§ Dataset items
◆ ◆ ◆ ◆

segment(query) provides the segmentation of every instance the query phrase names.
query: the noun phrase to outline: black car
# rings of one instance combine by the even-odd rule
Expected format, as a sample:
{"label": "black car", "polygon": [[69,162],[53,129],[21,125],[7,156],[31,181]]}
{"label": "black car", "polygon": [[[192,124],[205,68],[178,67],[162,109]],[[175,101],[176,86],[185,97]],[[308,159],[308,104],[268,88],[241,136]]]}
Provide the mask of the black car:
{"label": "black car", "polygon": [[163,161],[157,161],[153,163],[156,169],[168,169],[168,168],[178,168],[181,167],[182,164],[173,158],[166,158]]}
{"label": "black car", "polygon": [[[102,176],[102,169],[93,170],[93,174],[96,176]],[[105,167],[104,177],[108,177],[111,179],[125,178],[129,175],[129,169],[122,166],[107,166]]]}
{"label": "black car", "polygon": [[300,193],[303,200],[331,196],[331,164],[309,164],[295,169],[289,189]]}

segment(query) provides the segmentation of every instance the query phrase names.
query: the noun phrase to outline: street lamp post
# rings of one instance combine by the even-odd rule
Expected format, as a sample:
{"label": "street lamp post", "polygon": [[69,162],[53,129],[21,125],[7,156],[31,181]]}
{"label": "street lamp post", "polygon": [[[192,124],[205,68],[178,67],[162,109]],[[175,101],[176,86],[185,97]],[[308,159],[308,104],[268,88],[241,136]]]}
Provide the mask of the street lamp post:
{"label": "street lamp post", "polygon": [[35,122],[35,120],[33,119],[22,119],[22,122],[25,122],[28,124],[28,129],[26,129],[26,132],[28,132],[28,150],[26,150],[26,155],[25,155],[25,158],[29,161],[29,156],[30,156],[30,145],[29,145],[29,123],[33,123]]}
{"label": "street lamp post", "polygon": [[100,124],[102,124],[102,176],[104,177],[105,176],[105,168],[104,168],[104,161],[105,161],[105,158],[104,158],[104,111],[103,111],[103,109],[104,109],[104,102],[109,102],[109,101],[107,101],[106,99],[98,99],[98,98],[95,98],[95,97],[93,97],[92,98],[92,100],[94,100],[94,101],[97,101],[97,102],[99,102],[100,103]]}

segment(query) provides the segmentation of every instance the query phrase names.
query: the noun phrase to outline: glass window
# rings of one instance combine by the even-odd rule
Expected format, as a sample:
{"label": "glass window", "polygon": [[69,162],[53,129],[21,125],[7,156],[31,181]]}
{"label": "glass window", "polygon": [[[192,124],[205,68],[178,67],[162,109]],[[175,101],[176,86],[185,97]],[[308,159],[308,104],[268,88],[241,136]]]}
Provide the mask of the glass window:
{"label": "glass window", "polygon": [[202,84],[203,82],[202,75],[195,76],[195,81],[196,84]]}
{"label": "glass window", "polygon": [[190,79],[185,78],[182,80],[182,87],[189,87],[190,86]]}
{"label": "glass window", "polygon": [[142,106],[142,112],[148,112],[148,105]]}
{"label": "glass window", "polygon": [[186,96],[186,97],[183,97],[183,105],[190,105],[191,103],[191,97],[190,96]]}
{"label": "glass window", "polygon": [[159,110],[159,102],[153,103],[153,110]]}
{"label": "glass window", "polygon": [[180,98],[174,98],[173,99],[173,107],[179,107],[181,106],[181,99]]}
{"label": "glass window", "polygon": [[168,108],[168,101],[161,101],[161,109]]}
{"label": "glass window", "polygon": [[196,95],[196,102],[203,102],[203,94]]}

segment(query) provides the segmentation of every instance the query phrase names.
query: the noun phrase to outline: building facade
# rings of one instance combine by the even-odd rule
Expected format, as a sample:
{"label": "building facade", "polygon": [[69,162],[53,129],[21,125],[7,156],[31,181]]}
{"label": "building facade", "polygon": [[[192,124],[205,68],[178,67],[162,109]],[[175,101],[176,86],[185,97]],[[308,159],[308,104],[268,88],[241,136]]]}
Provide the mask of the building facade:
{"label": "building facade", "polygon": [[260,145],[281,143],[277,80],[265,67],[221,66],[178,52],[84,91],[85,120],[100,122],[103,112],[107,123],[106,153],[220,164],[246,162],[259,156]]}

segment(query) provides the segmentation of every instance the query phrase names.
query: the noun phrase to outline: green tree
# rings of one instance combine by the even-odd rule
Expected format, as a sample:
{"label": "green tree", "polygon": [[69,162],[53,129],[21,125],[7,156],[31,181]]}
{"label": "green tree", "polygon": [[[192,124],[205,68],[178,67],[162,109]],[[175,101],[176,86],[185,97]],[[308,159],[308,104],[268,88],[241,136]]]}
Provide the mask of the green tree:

◆ ◆ ◆ ◆

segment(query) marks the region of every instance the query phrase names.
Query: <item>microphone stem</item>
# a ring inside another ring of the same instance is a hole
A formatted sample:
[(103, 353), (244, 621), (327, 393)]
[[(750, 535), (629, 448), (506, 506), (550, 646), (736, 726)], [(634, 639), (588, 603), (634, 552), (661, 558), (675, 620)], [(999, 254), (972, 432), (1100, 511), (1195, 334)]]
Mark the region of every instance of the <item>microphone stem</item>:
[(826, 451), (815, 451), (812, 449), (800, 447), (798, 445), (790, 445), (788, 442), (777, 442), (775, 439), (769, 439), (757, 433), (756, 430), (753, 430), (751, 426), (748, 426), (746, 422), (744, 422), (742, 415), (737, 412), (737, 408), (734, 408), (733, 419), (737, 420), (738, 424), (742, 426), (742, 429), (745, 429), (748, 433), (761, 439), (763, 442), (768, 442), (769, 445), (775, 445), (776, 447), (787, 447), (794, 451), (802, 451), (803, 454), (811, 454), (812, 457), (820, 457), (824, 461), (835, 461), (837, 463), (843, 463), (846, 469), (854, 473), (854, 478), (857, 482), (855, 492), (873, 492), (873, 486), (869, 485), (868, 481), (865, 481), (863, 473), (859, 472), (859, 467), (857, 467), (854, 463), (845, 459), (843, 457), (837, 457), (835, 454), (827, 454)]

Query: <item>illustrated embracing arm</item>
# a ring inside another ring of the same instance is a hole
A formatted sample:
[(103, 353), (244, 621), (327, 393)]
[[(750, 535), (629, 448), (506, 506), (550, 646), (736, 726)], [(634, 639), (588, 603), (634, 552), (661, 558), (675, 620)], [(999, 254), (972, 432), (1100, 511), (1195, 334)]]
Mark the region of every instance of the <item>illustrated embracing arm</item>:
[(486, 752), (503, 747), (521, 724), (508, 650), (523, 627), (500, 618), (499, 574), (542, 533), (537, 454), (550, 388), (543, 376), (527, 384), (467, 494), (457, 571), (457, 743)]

◆ ◆ ◆ ◆

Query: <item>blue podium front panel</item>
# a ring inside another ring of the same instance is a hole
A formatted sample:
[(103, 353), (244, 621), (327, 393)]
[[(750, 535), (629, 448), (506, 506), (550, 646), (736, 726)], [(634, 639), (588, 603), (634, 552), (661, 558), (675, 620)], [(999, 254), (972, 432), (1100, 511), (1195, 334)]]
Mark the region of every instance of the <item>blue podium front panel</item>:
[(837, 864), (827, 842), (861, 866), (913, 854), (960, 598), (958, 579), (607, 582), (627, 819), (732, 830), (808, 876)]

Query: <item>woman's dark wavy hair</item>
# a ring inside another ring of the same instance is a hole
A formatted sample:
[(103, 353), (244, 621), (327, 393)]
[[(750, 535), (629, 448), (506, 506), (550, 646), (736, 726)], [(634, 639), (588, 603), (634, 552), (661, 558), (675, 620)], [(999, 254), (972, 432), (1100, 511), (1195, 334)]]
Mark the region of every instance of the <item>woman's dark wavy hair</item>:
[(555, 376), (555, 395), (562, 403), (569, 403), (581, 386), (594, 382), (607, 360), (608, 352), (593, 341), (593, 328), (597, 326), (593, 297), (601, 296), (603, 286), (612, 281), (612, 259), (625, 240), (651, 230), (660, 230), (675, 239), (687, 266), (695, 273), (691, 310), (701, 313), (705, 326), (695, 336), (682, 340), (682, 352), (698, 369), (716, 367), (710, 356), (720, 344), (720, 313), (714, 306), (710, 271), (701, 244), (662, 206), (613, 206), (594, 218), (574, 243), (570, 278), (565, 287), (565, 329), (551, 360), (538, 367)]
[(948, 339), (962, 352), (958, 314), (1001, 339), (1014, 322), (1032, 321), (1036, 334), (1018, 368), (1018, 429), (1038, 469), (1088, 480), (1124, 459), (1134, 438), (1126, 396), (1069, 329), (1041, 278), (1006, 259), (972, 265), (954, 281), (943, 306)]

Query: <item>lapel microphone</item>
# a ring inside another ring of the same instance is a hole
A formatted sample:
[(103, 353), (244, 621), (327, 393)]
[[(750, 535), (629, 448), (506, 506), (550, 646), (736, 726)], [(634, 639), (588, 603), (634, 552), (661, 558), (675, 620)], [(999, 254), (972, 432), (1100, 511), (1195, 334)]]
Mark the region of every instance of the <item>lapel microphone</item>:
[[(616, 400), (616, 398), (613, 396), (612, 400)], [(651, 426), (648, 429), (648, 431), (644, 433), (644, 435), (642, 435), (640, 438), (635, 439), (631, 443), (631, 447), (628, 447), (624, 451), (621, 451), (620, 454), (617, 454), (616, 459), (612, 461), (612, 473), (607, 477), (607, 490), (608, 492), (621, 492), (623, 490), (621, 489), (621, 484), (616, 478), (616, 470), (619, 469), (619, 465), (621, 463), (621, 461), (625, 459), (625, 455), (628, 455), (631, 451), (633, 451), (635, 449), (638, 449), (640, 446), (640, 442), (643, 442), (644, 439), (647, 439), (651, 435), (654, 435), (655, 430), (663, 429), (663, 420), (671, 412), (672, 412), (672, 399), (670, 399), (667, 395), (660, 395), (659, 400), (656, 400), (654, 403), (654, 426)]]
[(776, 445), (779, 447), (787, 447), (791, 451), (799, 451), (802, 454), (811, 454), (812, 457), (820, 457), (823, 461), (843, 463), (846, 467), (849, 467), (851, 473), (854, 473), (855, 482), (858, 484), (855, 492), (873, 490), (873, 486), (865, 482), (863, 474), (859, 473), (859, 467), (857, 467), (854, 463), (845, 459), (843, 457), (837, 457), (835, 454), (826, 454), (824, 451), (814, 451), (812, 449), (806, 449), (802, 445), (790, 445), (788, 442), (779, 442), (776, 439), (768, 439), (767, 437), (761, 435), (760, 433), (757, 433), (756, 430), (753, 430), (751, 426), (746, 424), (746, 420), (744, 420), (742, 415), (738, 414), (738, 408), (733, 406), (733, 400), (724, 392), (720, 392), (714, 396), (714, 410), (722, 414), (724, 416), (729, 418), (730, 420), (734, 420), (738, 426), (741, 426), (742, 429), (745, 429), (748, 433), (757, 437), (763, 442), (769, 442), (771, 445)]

◆ ◆ ◆ ◆

§ Exercise requirements
Begin at the line that contains "Query: <item>woman's dark wavy hair</item>" and stop after the line that contains "281), (943, 306)]". Reproduce only those lines, requests included, with every polygon coordinate in the answers multiplied by 2.5 and rounded to a whole number (halves round up), while numbers in the requests and their format samples stay unchanged.

§ Output for this task
Query: <item>woman's dark wavy hair</item>
# a ring inside another ring of the same instance is a hole
A formatted sample:
[(103, 353), (244, 621), (327, 393)]
[[(750, 535), (629, 448), (506, 506), (550, 646), (736, 726)], [(634, 639), (588, 603), (634, 552), (661, 558), (675, 620)], [(999, 254), (972, 432), (1100, 511), (1195, 334)]]
Mark the region of every instance of the <item>woman's dark wavy hair</item>:
[(1388, 940), (1388, 988), (1405, 1008), (1423, 1008), (1453, 965), (1485, 955), (1518, 900), (1520, 880), (1483, 853), (1483, 820), (1493, 815), (1483, 743), (1503, 740), (1508, 715), (1530, 703), (1530, 648), (1563, 600), (1628, 575), (1650, 575), (1688, 598), (1718, 665), (1738, 683), (1728, 775), (1753, 783), (1763, 815), (1738, 840), (1705, 850), (1705, 880), (1745, 923), (1790, 918), (1775, 890), (1800, 860), (1800, 783), (1785, 765), (1775, 678), (1753, 610), (1655, 515), (1533, 515), (1485, 545), (1435, 608), (1425, 695), (1413, 718), (1413, 823), (1378, 900), (1345, 918)]
[(2370, 848), (2405, 880), (2395, 785), (2503, 848), (2535, 805), (2580, 803), (2590, 835), (2545, 920), (2545, 1073), (2595, 1173), (2720, 1200), (2810, 1148), (2835, 1095), (2815, 990), (2673, 823), (2603, 695), (2515, 648), (2430, 663), (2385, 703), (2358, 765)]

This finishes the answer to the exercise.